• _Exercise task_: Restate the records in their entirety, word for word.

• _Data records_:
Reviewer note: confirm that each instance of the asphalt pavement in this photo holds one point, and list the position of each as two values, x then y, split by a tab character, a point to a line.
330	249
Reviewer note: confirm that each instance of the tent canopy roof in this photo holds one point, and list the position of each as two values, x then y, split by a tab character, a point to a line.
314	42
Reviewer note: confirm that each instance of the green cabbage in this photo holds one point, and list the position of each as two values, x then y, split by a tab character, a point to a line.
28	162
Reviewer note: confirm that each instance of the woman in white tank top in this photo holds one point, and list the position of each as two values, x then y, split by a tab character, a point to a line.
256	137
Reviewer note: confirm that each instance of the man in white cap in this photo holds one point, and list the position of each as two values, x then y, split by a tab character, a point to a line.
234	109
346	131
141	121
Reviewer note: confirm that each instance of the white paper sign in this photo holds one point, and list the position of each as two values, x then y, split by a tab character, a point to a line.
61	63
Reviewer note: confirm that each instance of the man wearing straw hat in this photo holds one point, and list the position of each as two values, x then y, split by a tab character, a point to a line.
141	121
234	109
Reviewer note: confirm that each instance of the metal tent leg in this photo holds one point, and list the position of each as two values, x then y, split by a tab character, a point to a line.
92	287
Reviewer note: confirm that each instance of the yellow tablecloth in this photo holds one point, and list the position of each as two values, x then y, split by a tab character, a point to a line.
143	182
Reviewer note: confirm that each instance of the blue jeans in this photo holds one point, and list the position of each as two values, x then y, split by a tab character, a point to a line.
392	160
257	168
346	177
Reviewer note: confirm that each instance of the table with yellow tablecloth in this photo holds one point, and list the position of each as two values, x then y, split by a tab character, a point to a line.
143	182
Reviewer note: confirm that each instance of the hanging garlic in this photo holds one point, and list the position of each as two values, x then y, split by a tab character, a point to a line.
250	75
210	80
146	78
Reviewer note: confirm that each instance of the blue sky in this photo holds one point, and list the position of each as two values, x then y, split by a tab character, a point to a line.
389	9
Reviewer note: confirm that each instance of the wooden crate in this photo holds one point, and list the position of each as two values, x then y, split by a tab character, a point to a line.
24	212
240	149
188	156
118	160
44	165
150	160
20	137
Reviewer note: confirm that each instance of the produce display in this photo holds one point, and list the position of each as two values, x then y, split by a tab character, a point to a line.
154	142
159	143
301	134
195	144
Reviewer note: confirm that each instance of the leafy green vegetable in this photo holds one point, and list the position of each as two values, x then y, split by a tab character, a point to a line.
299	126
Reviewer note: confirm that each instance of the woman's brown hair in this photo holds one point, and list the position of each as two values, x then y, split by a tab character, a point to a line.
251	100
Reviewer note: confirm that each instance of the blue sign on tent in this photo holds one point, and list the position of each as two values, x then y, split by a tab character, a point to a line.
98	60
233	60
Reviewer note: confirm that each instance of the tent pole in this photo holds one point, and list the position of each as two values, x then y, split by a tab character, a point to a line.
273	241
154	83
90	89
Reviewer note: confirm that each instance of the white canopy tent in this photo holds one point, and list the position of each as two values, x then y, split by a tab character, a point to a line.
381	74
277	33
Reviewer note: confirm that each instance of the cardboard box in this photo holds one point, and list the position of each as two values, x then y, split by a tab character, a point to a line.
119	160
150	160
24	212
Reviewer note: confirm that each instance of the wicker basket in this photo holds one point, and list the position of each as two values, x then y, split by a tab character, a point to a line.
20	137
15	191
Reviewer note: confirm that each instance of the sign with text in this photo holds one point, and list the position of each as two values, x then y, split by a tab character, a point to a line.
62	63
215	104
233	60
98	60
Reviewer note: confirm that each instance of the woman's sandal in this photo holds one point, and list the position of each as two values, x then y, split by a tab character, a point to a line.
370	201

• _Complete output_:
Reviewer note: confirm that each instance of the asphalt pavement in this photo holds one point, and list the position of each as two values, x then y, split by a tab character, a point to a line.
330	249
Reviewer note: confirm that each instance of the tent canopy roof in this photo holds one point, and list the position of each as two values, x then y, split by a tab character, a point to a line.
314	42
Reviewer note: confirm that each instance of the green cabbage in this photo holds one point, and list the position of each as two values, x then y, split by a tab character, a point to a line.
28	162
Reviewer note: confirm that each instance of the woman in white tank top in this photo holds one point, and list the position of each as two values, x then y, split by a tab character, a point to a line.
256	137
Reviewer note: confirm that each instance of the man in white cap in this photo holds one point, and list the position of each as two values, x then y, split by a tab character, a point to a line.
234	109
346	131
141	121
Reviewer note: confirm that each instance of the white paper sign in this photo holds one point, and list the position of each as two values, x then y, split by a tab character, a point to a line.
61	63
Reviewer note: confirm that each instance of the man wearing straw hat in this photo holds one point, and list the position of each as two values, x then y, split by a tab character, a point to a line.
141	121
234	109
Reviewer note: confirm that each instance of the metal tent leg in this photo holds one point, and list the position of each as two values, x then y, split by a tab character, a point to a line.
92	287
Reviewer note: confirm that each instance of the yellow tablecloth in this photo holds one point, and list the position of each as two values, x then y, split by a tab character, a point to a line.
143	182
Reviewer note: confirm that each instance of the blue jeans in this photo holds one point, and list the position of each as two values, x then y, split by a tab character, a point to a line.
392	160
257	168
346	177
Reviewer note: confirm that each instance of the table with yellow tablecloth in this photo holds one point, and list the position of each as two values, x then y, split by a tab character, a point to a line.
143	182
Reviewer note: confirm that each instance of the hanging garlic in this photo holds one point, and list the position of each as two values, x then y, split by a tab character, a point to a line.
250	75
210	80
146	78
Reviewer note: confirm that each instance of the blue sky in this photo holds one point, and list the position of each as two values, x then y, split by a tab character, a point to a line.
389	9
Reviewer note: confirm that each instance of the wooden crate in this photo holds one point, and list the position of each as two values, x then y, split by a tab character, a point to a line.
24	212
240	149
188	156
118	160
44	165
150	160
20	137
Reviewer note: confirm that each instance of the produce display in this photo holds one point, and list the position of each as two values, x then y, split by a tab character, a point to a line.
154	142
159	143
301	134
195	144
Reviewer note: confirm that each instance of the leafy green vegetable in this photo holds one point, and list the position of each as two values, x then y, split by a tab character, a point to a line.
299	126
Reviewer note: confirm that each instance of the woman's brown hair in this photo holds one point, and list the position of each as two values, x then y, split by a tab character, a point to a line.
251	100
Reviewer note: confirm that each instance of the blue sign on tent in this photo holds one point, and list the position of each as two values, x then y, split by a tab character, a point to a line.
98	60
233	60
Reviewer note: confirm that each instance of the tent pole in this photo holds one point, and list the position of each as two values, x then y, split by a tab character, a point to a line.
273	241
154	83
90	89
Reviewer note: confirm that each instance of the white canopy tent in this photo holds one point, and list the position of each as two values, x then y, split by a tab character, a point to a line.
381	74
277	33
Reviewer note: confirm that each instance of the cardboard box in this photo holds one point, and list the position of each as two values, x then y, split by a tab character, a point to a line.
119	160
150	160
24	212
Reviewer note: confirm that each instance of the wicker basket in this photo holds one point, and list the position of each as two values, x then y, split by a tab character, a point to a line.
20	137
15	191
Reviewer note: confirm that each instance of the sign with text in this photo holds one point, and list the position of each as two values, x then y, split by a tab character, a point to a line.
62	63
215	104
233	60
98	60
Reviewer note: confirm that each instance of the woman's sandal in this photo holds one point, and list the position of each as two values, x then y, split by a tab character, a point to a line.
370	201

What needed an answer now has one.